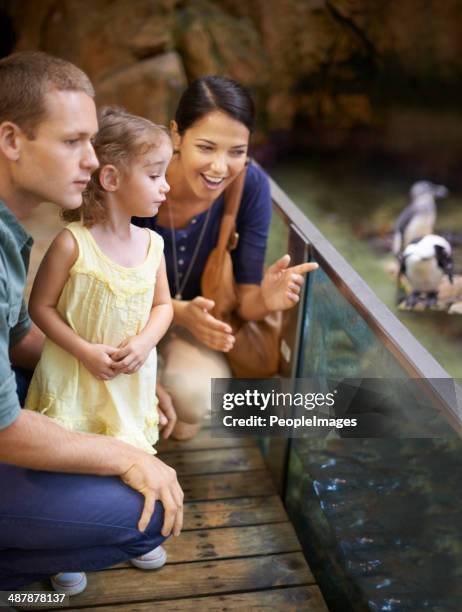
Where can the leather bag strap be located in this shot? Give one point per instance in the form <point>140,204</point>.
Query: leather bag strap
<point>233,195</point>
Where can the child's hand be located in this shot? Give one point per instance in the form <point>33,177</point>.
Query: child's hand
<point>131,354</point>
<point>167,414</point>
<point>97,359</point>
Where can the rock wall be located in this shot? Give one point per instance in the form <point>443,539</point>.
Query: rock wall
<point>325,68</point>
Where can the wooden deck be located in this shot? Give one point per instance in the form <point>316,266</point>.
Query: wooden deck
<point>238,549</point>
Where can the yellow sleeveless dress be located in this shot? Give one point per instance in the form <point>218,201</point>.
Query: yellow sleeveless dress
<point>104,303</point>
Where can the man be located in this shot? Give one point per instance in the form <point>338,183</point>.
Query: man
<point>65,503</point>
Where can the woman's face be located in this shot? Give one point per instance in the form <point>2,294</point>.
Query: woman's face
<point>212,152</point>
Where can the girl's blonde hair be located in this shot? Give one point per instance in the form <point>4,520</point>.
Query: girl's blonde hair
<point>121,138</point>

____________________

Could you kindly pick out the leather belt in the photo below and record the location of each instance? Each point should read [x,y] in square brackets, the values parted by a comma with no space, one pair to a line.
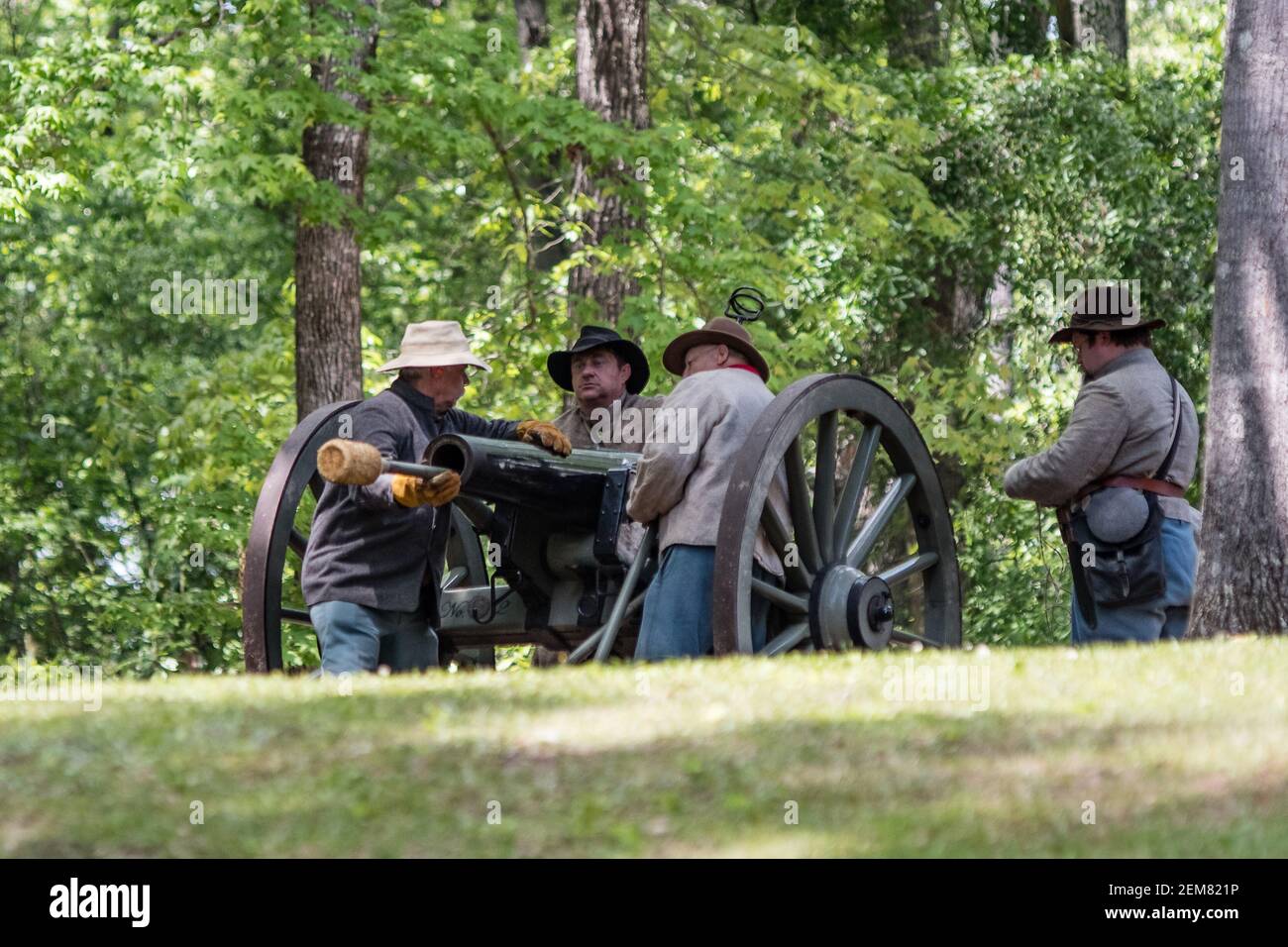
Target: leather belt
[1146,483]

____________________

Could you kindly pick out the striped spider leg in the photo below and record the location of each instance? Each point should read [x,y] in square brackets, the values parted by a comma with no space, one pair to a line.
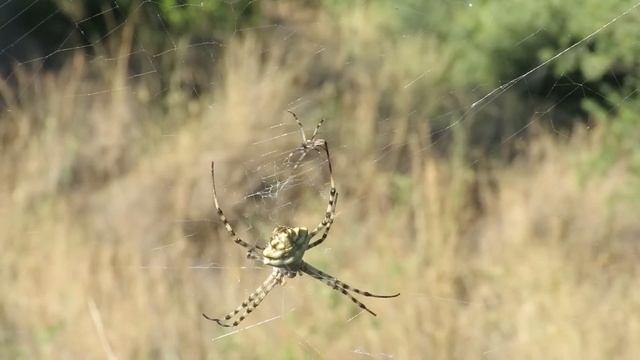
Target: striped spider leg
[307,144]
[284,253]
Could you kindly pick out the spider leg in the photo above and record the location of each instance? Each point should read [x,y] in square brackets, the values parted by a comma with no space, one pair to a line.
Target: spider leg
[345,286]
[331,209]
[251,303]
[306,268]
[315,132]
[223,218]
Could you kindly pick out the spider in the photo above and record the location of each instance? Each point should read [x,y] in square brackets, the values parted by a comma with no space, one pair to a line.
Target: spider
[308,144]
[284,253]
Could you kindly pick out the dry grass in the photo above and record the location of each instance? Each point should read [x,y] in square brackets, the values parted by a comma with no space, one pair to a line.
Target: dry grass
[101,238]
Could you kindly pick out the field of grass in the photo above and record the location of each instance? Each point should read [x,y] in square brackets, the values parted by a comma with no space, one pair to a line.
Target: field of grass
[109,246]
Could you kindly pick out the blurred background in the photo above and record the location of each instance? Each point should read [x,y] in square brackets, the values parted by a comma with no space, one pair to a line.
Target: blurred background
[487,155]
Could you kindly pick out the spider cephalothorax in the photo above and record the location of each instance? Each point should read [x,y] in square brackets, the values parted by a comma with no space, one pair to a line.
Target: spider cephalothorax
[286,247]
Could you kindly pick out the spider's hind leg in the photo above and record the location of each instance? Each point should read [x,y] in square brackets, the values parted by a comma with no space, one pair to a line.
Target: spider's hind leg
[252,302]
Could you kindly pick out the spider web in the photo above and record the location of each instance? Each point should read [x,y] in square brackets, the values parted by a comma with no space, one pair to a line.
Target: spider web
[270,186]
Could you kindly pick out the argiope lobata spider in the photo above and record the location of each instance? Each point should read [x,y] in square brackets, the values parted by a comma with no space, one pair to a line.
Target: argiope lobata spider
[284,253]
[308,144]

____________________

Try it: Find how many lines in the records contain the string "shot", then give the number alone.

Expected answer: 8